Zeilen zur Aufgabe

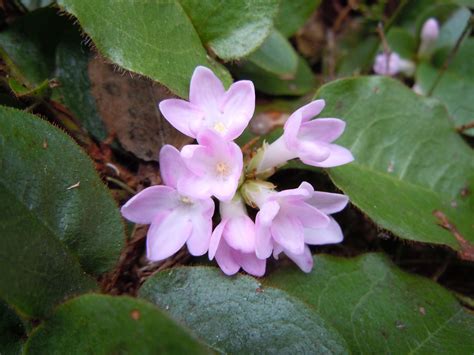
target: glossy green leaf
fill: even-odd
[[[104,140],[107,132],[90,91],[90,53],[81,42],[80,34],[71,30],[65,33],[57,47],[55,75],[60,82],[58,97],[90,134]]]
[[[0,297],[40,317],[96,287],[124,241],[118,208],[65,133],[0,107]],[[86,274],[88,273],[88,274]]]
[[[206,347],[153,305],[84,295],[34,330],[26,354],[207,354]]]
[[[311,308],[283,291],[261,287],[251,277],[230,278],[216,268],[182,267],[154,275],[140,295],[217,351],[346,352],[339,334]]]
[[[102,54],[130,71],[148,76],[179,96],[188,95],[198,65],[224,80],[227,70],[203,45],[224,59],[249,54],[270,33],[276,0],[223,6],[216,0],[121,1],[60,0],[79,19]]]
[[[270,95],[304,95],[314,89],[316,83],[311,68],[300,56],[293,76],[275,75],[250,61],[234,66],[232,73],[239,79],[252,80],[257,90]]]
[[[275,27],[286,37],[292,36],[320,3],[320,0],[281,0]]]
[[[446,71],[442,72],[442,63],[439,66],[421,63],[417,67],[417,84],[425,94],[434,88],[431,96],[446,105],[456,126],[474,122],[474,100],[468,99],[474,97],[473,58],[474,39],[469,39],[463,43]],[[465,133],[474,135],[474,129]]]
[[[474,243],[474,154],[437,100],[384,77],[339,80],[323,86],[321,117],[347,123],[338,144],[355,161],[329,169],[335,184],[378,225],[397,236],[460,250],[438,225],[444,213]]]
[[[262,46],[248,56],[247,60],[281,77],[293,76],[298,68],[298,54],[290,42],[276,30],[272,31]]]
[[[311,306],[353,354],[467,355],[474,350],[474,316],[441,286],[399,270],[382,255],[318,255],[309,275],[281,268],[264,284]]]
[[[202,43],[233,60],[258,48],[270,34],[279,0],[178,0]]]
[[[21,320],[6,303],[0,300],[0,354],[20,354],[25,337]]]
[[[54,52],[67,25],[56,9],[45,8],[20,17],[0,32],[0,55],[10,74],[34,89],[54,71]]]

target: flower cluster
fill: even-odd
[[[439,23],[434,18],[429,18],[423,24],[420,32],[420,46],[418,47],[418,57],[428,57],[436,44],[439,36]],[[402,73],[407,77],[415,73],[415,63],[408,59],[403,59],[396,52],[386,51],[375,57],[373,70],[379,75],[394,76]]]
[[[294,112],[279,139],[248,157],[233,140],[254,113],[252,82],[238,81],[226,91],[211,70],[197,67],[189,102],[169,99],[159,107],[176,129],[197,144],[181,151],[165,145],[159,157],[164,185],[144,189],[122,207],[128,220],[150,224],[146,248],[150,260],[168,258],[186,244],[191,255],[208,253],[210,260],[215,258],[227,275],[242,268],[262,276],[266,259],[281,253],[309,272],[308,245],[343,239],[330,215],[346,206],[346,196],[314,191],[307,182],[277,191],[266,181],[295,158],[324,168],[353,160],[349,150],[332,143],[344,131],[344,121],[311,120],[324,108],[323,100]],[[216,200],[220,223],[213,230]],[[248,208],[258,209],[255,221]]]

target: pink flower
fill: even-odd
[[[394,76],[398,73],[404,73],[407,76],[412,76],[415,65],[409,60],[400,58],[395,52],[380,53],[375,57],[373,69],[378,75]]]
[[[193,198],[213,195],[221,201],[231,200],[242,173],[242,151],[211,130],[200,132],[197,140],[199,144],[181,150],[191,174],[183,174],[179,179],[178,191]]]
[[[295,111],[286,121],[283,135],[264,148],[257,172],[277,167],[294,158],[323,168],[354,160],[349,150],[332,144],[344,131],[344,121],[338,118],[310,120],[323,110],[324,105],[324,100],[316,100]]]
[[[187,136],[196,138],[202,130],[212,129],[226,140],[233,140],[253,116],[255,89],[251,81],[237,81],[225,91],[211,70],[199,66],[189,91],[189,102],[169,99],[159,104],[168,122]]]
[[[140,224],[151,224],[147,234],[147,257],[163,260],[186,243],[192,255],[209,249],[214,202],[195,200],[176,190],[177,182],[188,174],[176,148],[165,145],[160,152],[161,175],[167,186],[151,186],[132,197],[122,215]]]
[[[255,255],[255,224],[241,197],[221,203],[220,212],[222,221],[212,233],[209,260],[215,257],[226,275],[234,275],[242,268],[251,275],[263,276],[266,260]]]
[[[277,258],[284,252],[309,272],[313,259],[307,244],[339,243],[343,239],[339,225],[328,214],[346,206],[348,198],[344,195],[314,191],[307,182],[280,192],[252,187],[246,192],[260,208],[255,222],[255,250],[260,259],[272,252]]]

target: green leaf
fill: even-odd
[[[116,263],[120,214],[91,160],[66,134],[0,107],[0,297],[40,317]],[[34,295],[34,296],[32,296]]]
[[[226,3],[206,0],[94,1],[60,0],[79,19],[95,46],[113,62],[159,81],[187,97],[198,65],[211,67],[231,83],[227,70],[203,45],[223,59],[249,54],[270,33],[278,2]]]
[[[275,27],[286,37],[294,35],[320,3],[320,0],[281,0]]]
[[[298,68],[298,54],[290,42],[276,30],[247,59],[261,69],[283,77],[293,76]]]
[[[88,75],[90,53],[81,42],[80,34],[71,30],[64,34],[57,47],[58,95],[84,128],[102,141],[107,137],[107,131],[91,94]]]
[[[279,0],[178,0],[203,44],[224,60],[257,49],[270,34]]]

Arbeitsauftrag
Gib alle Zeilen oben unverändert aus. Lass die Bilder in deiner Antwort weg.

Antwort
target: glossy green leaf
fill: even-odd
[[[104,140],[107,132],[90,91],[90,53],[81,42],[80,34],[71,30],[65,33],[57,47],[55,75],[60,82],[58,97],[90,134]]]
[[[0,297],[40,317],[96,287],[124,241],[118,208],[65,133],[0,107]],[[86,274],[88,273],[88,274]]]
[[[206,347],[153,305],[84,295],[34,330],[26,354],[207,354]]]
[[[311,308],[283,291],[261,287],[251,277],[230,278],[216,268],[182,267],[154,275],[140,295],[217,351],[346,352],[339,334]]]
[[[102,54],[130,71],[148,76],[179,96],[188,95],[198,65],[224,80],[227,70],[203,45],[224,59],[249,54],[270,33],[276,0],[223,6],[216,0],[121,1],[60,0],[79,19]]]
[[[270,95],[304,95],[314,89],[316,83],[311,68],[300,56],[293,76],[275,75],[250,61],[234,66],[232,73],[239,79],[252,80],[257,90]]]
[[[275,27],[286,37],[292,36],[320,3],[320,0],[281,0]]]
[[[446,71],[442,72],[442,63],[439,66],[421,63],[417,67],[417,84],[425,94],[434,88],[431,96],[446,105],[456,126],[474,122],[474,100],[468,99],[474,97],[473,58],[474,39],[469,39],[463,43]],[[465,133],[474,135],[474,129]]]
[[[474,243],[474,154],[437,100],[384,77],[339,80],[323,86],[321,117],[347,123],[338,144],[355,161],[329,169],[335,184],[378,225],[397,236],[460,250],[438,225],[444,213]]]
[[[262,46],[248,56],[247,60],[281,77],[293,76],[298,68],[298,54],[290,42],[276,30],[272,31]]]
[[[311,306],[353,354],[467,355],[474,350],[474,316],[441,286],[399,270],[382,255],[318,255],[309,275],[281,268],[264,284]]]
[[[202,43],[233,60],[258,48],[270,34],[279,0],[178,0]]]
[[[21,320],[6,303],[0,300],[0,354],[20,354],[25,337]]]
[[[54,52],[67,25],[56,9],[45,8],[20,17],[0,32],[0,55],[10,74],[34,89],[54,71]]]

target: flower cluster
fill: even-odd
[[[439,23],[434,18],[429,18],[423,24],[420,32],[420,46],[418,47],[418,57],[428,57],[436,44],[439,36]],[[402,73],[407,77],[415,73],[415,63],[408,59],[403,59],[396,52],[386,51],[375,57],[373,70],[379,75],[394,76]]]
[[[294,112],[279,139],[248,157],[233,140],[254,113],[252,82],[238,81],[226,91],[211,70],[197,67],[189,102],[169,99],[159,107],[176,129],[197,144],[181,151],[165,145],[159,157],[164,185],[144,189],[122,207],[128,220],[150,224],[146,248],[150,260],[168,258],[186,244],[191,255],[208,253],[210,260],[215,258],[227,275],[242,268],[262,276],[266,259],[281,253],[309,272],[308,245],[343,239],[330,215],[346,206],[346,196],[314,191],[307,182],[277,191],[266,181],[295,158],[324,168],[353,160],[349,150],[332,143],[344,131],[344,121],[311,120],[324,108],[323,100]],[[216,200],[220,223],[213,230]],[[248,208],[258,209],[255,221]]]

target: pink flower
fill: even-odd
[[[394,76],[398,73],[404,73],[407,76],[412,76],[415,65],[409,60],[400,58],[395,52],[380,53],[375,57],[373,69],[378,75]]]
[[[193,198],[213,195],[221,201],[231,200],[242,173],[242,151],[211,130],[200,132],[197,140],[199,144],[181,150],[191,174],[183,174],[179,179],[178,191]]]
[[[295,111],[286,121],[283,135],[264,148],[257,172],[277,167],[294,158],[323,168],[354,160],[349,150],[332,144],[344,131],[344,121],[338,118],[310,120],[323,110],[324,105],[324,100],[316,100]]]
[[[187,136],[196,138],[202,130],[212,129],[226,140],[233,140],[253,116],[255,89],[251,81],[237,81],[225,91],[211,70],[199,66],[189,91],[189,102],[169,99],[159,104],[168,122]]]
[[[140,224],[151,224],[147,234],[147,257],[163,260],[186,243],[192,255],[209,249],[214,202],[195,200],[176,190],[177,182],[188,174],[176,148],[165,145],[160,152],[161,175],[167,186],[151,186],[132,197],[122,215]]]
[[[255,255],[255,224],[241,197],[221,203],[220,212],[222,221],[212,233],[209,260],[215,257],[226,275],[234,275],[242,268],[251,275],[263,276],[266,260]]]
[[[277,258],[284,252],[309,272],[313,259],[307,244],[339,243],[343,239],[339,225],[328,214],[346,206],[348,198],[344,195],[314,191],[307,182],[280,192],[252,187],[246,192],[260,208],[255,222],[255,250],[260,259],[272,252]]]

target: green leaf
fill: even-odd
[[[116,263],[120,214],[91,160],[66,134],[0,107],[0,297],[40,317]],[[34,295],[34,296],[32,296]]]
[[[226,3],[206,0],[94,1],[60,0],[79,19],[95,46],[113,62],[159,81],[187,97],[198,65],[211,67],[231,83],[227,70],[203,45],[223,59],[249,54],[270,33],[278,2]]]
[[[275,27],[286,37],[294,35],[320,3],[320,0],[281,0]]]
[[[298,68],[298,54],[290,42],[276,30],[247,59],[261,69],[283,77],[293,76]]]
[[[88,75],[90,53],[81,42],[80,34],[71,30],[64,34],[57,47],[58,95],[84,128],[102,141],[107,137],[107,131],[91,94]]]
[[[279,0],[178,0],[203,44],[224,60],[257,49],[270,34]]]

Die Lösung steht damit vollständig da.